**PEDIDO ESCRITO A:**
Por favor, atualize o trecho do acórdão que vai de "ACORDAM OS JUÍZES" até "do restante pedido.", trocando "1ª Ré" por "primeira Ré".

**DOCUMENTO:**
# # # # # # #

Processo nº 674/2018
(Autos de Recurso Civil e Laboral)
Data: 22 de Novembro de 2018
Recorrente: A (Autor)
Recorrida: B (1ª Ré)
ACORDAM OS JUÍZES NO TRIBUNAL DE SEGUNDA INSTÂNCIA DA R.A.E.M.:
I - RELATÓRIO
Por sentença de 30/04/2018, julgou-se a acção parcialmente procedente e, em consequência:
condenou a 1ª Ré B a pagar ao Autor A a quantia de MOP$21,630.00, acrescida dos juros de mora à taxa legal a contar da data da presente sentença até o efectivo e integral pagamento;
condenou a 1ª Ré a pagar respectivamente ao Autor o subsídio de alimentação, o subsídio de efectividade, as compensações pelo trabalho prestado nos dias de feriado obrigatório, as compensações pelo trabalho extraordinário de 8 horas em cada ciclo de 21 dias de trabalho, as compensações pelo trabalho extraordinário de 30 minutos diariamente e as compensações pelos dias de descanso semanal e pelos dias de descanso compensatório não gozados, cujo montante a liquidar em execução da sentença;
absolveu a 1ª Ré do restante pedido.

# # # # # # #

**DADOS DE ORIGEM:**
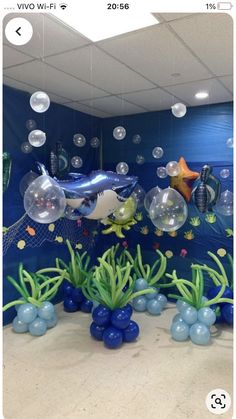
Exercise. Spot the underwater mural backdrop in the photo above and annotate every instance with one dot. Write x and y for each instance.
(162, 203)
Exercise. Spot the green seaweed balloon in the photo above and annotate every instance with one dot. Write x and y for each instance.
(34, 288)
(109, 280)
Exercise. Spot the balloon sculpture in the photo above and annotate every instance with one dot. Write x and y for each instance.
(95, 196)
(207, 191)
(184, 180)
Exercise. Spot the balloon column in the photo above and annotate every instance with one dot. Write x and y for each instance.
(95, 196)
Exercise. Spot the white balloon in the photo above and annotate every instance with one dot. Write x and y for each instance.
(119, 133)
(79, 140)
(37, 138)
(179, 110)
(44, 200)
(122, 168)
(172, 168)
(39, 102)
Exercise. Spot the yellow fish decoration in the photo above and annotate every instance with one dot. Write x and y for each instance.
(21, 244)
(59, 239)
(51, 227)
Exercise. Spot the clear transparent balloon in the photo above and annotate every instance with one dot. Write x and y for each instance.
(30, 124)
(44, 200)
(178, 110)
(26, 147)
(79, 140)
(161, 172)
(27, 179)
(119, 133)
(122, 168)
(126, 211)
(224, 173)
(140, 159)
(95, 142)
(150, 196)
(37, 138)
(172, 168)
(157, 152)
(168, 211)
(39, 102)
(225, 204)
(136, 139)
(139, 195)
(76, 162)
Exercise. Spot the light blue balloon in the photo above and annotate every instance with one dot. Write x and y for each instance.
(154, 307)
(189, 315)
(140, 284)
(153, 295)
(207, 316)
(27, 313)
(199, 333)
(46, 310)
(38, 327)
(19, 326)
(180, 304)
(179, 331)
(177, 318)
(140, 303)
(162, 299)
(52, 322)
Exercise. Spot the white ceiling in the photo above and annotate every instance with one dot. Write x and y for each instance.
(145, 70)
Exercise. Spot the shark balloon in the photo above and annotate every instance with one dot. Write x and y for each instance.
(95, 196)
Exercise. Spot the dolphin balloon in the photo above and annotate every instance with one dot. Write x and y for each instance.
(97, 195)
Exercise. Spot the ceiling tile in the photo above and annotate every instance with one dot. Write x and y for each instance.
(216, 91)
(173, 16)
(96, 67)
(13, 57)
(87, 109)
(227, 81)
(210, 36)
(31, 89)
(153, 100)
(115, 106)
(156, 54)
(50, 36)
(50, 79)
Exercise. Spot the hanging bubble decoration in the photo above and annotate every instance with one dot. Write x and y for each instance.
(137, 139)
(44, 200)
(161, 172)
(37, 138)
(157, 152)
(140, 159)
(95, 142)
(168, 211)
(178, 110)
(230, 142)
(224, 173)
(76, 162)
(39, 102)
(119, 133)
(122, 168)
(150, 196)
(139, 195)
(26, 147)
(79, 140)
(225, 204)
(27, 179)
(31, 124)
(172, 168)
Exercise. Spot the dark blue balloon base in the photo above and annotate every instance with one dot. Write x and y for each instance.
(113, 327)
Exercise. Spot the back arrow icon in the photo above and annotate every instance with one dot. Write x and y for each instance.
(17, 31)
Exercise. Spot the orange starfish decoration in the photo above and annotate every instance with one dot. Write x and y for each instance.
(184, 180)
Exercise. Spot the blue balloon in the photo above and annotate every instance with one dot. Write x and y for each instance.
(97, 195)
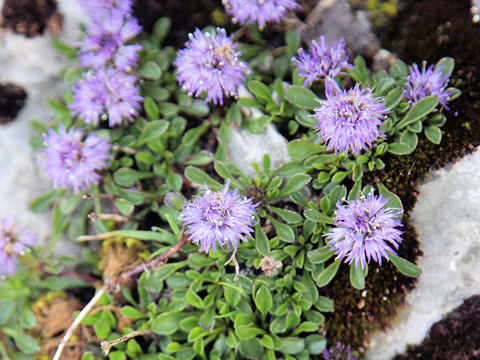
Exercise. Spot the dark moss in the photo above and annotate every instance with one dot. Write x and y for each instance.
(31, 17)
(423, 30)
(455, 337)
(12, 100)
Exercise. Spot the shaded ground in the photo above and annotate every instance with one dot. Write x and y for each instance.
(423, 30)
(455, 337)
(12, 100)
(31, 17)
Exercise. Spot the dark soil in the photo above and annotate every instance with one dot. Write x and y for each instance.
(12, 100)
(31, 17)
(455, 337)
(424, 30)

# # # # # # #

**PEDIDO ESCRITO B:**
Localize nos registros todas as linhas em que aparece a palavra "dark" e copie-as.

**RESPOSTA COMPLETA A:**
ACORDAM OS JUÍZES NO TRIBUNAL DE SEGUNDA INSTÂNCIA DA R.A.E.M.:
I - RELATÓRIO
Por sentença de 30/04/2018, julgou-se a acção parcialmente procedente e, em consequência:
condenou a primeira Ré B a pagar ao Autor A a quantia de MOP$21,630.00, acrescida dos juros de mora à taxa legal a contar da data da presente sentença até o efectivo e integral pagamento;
condenou a primeira Ré a pagar respectivamente ao Autor o subsídio de alimentação, o subsídio de efectividade, as compensações pelo trabalho prestado nos dias de feriado obrigatório, as compensações pelo trabalho extraordinário de 8 horas em cada ciclo de 21 dias de trabalho, as compensações pelo trabalho extraordinário de 30 minutos diariamente e as compensações pelos dias de descanso semanal e pelos dias de descanso compensatório não gozados, cujo montante a liquidar em execução da sentença;
absolveu a primeira Ré do restante pedido.

**RESPOSTA COMPLETA B:**
Exercise. Spot the dark blue balloon base in the photo above and annotate every instance with one dot. Write x and y for each instance.
Exercise. Spot the dark moss in the photo above and annotate every instance with one dot. Write x and y for each instance.
Exercise. Spot the dark soil in the photo above and annotate every instance with one dot. Write x and y for each instance.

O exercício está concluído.